[Yapılacak görevler]
1) Karar metnine göre şu soruları yanıtlayın:
(a) Yargılamada hangi dairenin bozma ilamına uyulmuştur?
(b) Davalı, genel kurul kararı doğrultusunda kooperatife kaç TL ödemiştir?
(c) Taşınmaz hangi yıl dava dışı 3. kişiye satılmıştır?
2) Karar metninde 11. Hukuk Dairesinin ilk bozma ilamına göre yapılması gereken işlerin tamamını sıralayın.
3) Aşağıdaki ifadeler karar metniyle uyuşuyor mu? Her birine evet ya da hayır deyin ve metinden belirleyici sözleri aynen aktarın.
(a) Davalının kooperatife üye olmadığı tespit edilmiştir.
(b) Birleşen itirazın iptali davası kabul edilmiştir.
(c) Davalı, 2007 yılından sonraki hizmet bedelinden sorumlu tutulmuştur.
===== Seçilen bölüm =====
Mahkemece iddia, savunma, "asıl dava davacısının ortak olarak kabul edilip edilmeyeceğinin açıklığa kavuşturulması, ortak olduğunun tespiti halinde, genel kurullarda alınan kararlar doğrultusunda borcunun tespit edilmesi, ortaklık sıfatının bulunmadığının ortaya çıkması halinde taşınmazlarının konumlara da ayrı ayrı değerlendirilerek yararlandığı kooperatif hizmetlerini karşılığının tespit edilerek sonucuna göre bir karar verilmesi gerektiğine dair" 11. Hukuk Dairesi"nin ilk bozma ilamına uyularak yapılan yargılama da mahkemece davacı ..."in kooperatif ortağı olmadığının belirlenmesine rağmen, ilk bozma ilamında ikinci aşama olarak değinilen husususta araştırma yapmadan ve gerekçeli kararda dahi tartışılmadan birleşen davanın reddine karar verilmesi doğru görülmemiştir." şeklinde uyulan 11. Hukuk Dairesinin Bozma ilamları ve tüm dosya .../...
S.2.
kapsamına göre; davalının davacı kooperatife herhangi bir aidat borcunun bulunmadğı, zaten icra takibi dayanağı olan aidat borcunun, davalının kooperatife üye olmadığının tespit edilmesi sonucu üye olmayandan aidat alınamayacağı nazara alınarak, birleşen itirazın iptali davasının reddinin gerektiği, birleşen 2009/512 E. sayılı davada ise; davalının davacı kooperatife genel kurul kararı doğrultusunda yapmış olduğu 2.000 TL .....bedelinin tespit edilen hizmet bedelinden mahsubu sonucu 2007 yılına kadar hesaplamış olan hizmet bedelinin bu itibarla davalı tarafından karşılanmış olduğu, 2007 yılında taşınmazın dava dışı 3. kişiye satılması sonucu davalının 2007 yılından sonraya ilişkin hizmet bedelinden sorumlu olmayacağı gerekçesiyle, birleşen 2009/512 E. sayılı davanan da reddine karar verilmiştir.
Kararı, asıl davada davalı-birleşen davalarda davacı kooperatif vekili temyiz etmiştir..
===== Kayıt listesi =====
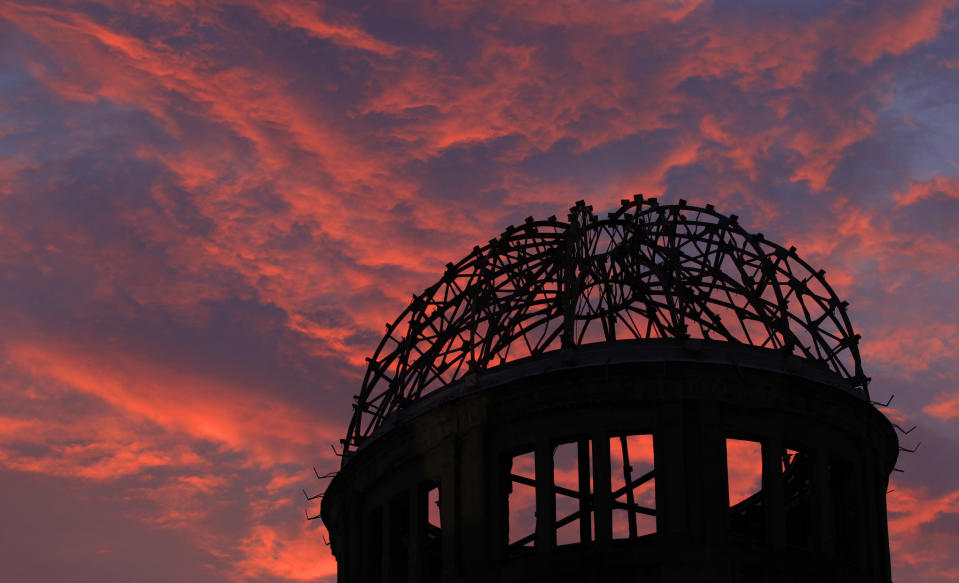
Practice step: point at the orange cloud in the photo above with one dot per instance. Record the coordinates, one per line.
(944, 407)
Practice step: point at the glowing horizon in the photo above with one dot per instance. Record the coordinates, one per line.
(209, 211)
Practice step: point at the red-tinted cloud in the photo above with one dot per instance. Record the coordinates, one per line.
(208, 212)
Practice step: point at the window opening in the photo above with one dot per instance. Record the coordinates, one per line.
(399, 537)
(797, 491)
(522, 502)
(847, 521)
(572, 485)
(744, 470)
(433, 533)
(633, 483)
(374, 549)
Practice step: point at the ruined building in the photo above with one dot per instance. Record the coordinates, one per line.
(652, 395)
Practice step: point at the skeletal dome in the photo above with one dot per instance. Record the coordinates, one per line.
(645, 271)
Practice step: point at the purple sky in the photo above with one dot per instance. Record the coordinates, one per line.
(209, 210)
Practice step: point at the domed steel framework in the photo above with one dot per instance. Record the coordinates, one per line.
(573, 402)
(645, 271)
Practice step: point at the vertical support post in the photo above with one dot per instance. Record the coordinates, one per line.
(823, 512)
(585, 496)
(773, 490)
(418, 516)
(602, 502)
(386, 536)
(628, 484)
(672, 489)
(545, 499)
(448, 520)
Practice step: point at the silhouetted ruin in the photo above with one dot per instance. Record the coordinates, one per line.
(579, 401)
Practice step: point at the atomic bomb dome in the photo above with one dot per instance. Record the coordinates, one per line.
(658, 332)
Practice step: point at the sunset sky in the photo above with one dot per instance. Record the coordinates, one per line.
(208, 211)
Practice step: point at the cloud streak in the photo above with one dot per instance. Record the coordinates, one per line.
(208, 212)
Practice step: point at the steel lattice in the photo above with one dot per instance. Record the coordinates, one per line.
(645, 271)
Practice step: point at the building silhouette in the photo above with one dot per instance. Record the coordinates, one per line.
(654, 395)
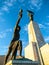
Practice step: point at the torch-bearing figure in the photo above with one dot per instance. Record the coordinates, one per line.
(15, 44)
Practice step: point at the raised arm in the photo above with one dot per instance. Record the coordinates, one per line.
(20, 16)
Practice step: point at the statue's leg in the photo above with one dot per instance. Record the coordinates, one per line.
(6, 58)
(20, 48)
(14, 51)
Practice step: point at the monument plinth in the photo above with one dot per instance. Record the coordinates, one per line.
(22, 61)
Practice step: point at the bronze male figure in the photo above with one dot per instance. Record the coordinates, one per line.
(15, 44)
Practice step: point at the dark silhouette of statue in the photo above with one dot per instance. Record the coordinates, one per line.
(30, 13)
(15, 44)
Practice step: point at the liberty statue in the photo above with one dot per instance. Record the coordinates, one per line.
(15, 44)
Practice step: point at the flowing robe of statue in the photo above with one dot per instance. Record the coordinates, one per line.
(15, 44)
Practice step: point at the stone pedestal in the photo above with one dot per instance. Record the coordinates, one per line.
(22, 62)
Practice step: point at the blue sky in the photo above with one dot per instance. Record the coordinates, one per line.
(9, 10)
=====
===== Kayıt listesi =====
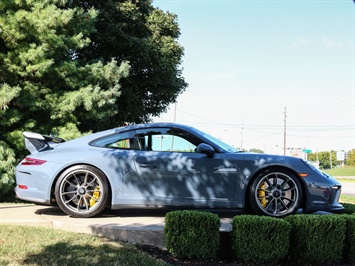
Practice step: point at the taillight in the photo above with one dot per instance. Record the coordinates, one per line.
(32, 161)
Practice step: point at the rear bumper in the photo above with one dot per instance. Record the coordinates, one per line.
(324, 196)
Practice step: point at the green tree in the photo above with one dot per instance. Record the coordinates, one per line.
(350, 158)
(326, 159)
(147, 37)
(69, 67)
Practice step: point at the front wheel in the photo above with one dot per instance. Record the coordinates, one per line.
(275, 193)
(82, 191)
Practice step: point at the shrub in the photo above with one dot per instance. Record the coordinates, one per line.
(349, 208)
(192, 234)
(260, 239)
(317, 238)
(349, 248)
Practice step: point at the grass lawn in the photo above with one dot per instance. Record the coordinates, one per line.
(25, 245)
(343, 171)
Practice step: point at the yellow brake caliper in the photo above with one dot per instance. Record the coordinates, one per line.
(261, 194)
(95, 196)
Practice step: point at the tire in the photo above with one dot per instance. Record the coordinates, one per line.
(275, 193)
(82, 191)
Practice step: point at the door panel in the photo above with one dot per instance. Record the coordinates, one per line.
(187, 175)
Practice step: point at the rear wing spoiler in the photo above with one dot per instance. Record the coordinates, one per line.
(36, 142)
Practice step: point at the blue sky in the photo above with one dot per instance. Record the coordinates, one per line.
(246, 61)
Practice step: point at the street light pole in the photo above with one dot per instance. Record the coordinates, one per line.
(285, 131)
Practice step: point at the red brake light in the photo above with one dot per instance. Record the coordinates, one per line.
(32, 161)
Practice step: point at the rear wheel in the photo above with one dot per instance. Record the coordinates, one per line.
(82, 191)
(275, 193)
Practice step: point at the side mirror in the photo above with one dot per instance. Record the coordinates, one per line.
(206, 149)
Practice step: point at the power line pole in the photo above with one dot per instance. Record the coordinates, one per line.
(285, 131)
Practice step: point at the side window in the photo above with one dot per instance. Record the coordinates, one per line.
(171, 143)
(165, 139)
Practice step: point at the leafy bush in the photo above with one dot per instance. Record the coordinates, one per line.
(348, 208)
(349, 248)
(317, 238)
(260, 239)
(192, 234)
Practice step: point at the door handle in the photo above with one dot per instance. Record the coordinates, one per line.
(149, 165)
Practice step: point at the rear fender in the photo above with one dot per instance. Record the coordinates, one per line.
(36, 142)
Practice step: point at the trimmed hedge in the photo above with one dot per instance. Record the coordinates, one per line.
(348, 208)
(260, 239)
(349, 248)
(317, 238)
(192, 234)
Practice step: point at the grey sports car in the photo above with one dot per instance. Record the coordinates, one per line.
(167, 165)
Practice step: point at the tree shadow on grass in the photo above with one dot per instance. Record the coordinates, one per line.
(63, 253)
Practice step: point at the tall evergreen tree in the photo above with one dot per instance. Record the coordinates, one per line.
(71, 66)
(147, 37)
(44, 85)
=====
[Görevlerin çözümleri]
1)
(a) 11. Hukuk Dairesi
(b) 2.000 TL
(c) 2007

2)
1. Asıl dava davacısının ortak olarak kabul edilip edilmeyeceğinin açıklığa kavuşturulması
2. Ortak olduğu tespit edilirse borcunun genel kurullarda alınan kararlar doğrultusunda belirlenmesi
3. Ortaklık sıfatı bulunmadığı ortaya çıkarsa taşınmazların konumları ayrı ayrı değerlendirilerek yararlandığı kooperatif hizmetlerinin karşılığının tespit edilmesi ve sonucuna göre karar verilmesi

3)
(a) Evet: "davalının kooperatife üye olmadığının tespit edilmesi"
(b) Hayır: "birleşen itirazın iptali davasının reddinin gerektiği"
(c) Hayır: "davalının 2007 yılından sonraya ilişkin hizmet bedelinden sorumlu olmayacağı"